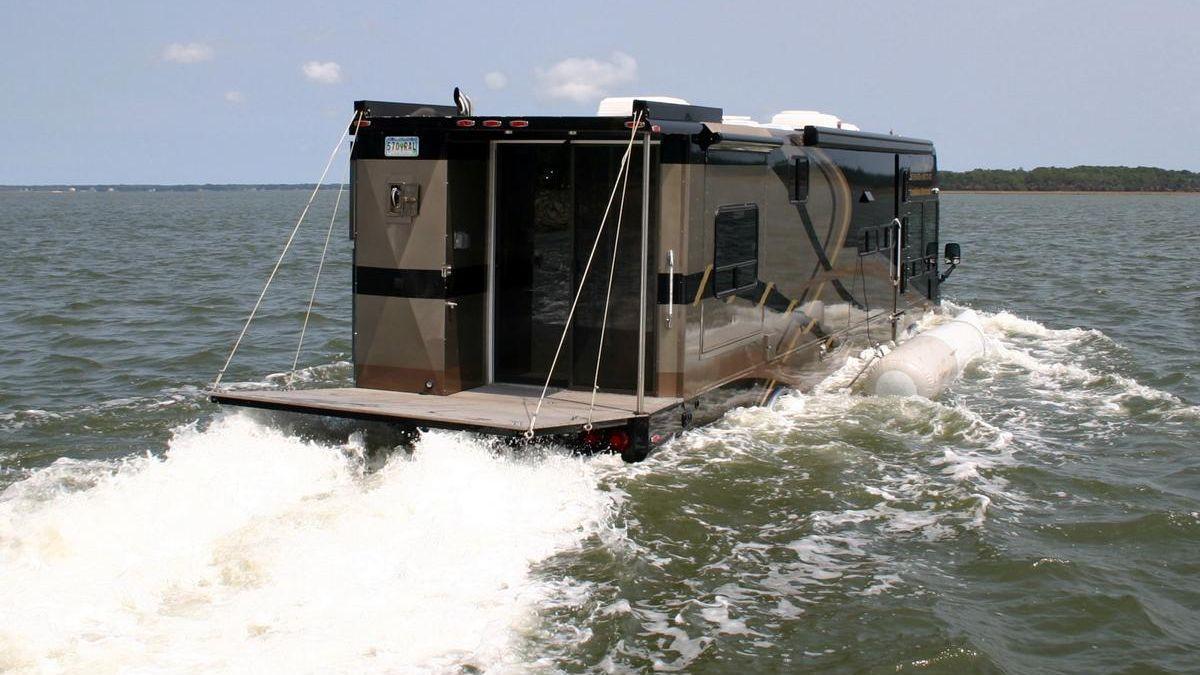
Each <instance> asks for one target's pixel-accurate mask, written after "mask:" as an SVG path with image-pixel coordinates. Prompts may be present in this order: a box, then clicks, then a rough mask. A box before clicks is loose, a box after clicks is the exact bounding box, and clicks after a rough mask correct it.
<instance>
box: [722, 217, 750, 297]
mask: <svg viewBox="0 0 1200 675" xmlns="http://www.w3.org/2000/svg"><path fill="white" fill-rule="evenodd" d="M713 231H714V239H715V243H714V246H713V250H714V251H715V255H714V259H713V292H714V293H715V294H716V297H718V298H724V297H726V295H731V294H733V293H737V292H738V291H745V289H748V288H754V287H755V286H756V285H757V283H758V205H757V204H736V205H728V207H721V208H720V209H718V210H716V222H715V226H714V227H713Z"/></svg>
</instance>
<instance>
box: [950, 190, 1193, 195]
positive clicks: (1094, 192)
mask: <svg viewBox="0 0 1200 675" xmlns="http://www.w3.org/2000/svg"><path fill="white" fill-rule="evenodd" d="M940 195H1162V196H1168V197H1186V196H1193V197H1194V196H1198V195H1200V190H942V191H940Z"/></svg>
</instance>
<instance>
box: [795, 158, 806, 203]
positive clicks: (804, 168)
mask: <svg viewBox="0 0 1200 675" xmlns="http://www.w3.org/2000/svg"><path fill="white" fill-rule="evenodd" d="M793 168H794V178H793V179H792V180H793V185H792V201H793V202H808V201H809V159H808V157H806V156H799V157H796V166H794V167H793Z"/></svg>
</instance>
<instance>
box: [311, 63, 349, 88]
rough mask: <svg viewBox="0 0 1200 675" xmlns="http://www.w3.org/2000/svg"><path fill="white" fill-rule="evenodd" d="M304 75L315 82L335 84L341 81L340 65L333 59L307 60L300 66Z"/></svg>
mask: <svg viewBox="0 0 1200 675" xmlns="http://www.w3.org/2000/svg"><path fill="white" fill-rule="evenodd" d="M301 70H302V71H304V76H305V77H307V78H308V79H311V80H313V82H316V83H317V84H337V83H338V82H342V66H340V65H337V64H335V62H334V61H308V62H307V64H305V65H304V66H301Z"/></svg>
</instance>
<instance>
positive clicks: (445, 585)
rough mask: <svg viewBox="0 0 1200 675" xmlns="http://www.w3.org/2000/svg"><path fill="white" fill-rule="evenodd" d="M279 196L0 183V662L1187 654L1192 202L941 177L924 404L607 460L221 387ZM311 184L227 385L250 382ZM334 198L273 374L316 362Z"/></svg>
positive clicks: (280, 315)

══════════════════════════════

[TASK DESCRIPTION]
Print each record exactly as it stands, leaving the images out.

[WRITTEN ANSWER]
Each <instance> asks for one target's pixel-accurate mask, written after "mask:" as an SVG path with image-pixel coordinates. Prompts may be present in this order: a box, then clicks, then a rough mask. A box before clicks is loose, a box after clicks is the exact bounding box, and clicks after a rough mask correct it.
<instance>
box: [722, 217, 750, 297]
mask: <svg viewBox="0 0 1200 675" xmlns="http://www.w3.org/2000/svg"><path fill="white" fill-rule="evenodd" d="M713 231H714V239H715V243H714V246H713V250H714V251H715V255H714V259H713V292H714V293H715V294H716V297H718V298H724V297H726V295H731V294H733V293H737V292H738V291H745V289H748V288H754V287H755V286H756V285H757V283H758V205H757V204H736V205H728V207H721V208H720V209H718V210H716V222H715V226H714V227H713Z"/></svg>
</instance>
<instance>
box: [950, 190, 1193, 195]
positive clicks: (1094, 192)
mask: <svg viewBox="0 0 1200 675" xmlns="http://www.w3.org/2000/svg"><path fill="white" fill-rule="evenodd" d="M940 195H1162V196H1168V197H1186V196H1193V197H1194V196H1198V195H1200V190H942V191H940Z"/></svg>
</instance>
<instance>
box: [795, 158, 806, 203]
positive clicks: (804, 168)
mask: <svg viewBox="0 0 1200 675" xmlns="http://www.w3.org/2000/svg"><path fill="white" fill-rule="evenodd" d="M793 168H794V178H793V179H792V180H793V185H792V201H793V202H808V201H809V159H808V157H806V156H799V157H796V166H794V167H793Z"/></svg>
</instance>
<instance>
box: [311, 63, 349, 88]
rough mask: <svg viewBox="0 0 1200 675" xmlns="http://www.w3.org/2000/svg"><path fill="white" fill-rule="evenodd" d="M304 75L315 82L335 84L341 81L340 65L333 59L307 60L300 66Z"/></svg>
mask: <svg viewBox="0 0 1200 675" xmlns="http://www.w3.org/2000/svg"><path fill="white" fill-rule="evenodd" d="M301 70H302V71H304V76H305V77H307V78H308V79H311V80H313V82H316V83H317V84H337V83H338V82H342V66H340V65H337V64H335V62H334V61H308V62H307V64H305V65H304V66H301Z"/></svg>
</instance>
<instance>
positive clicks: (445, 585)
rough mask: <svg viewBox="0 0 1200 675" xmlns="http://www.w3.org/2000/svg"><path fill="white" fill-rule="evenodd" d="M279 196L0 183V662L1187 654L1192 202L941 177L924 404L607 460L221 387ZM311 184L227 385L250 382ZM334 198L273 374L316 362Z"/></svg>
positive clicks: (280, 315)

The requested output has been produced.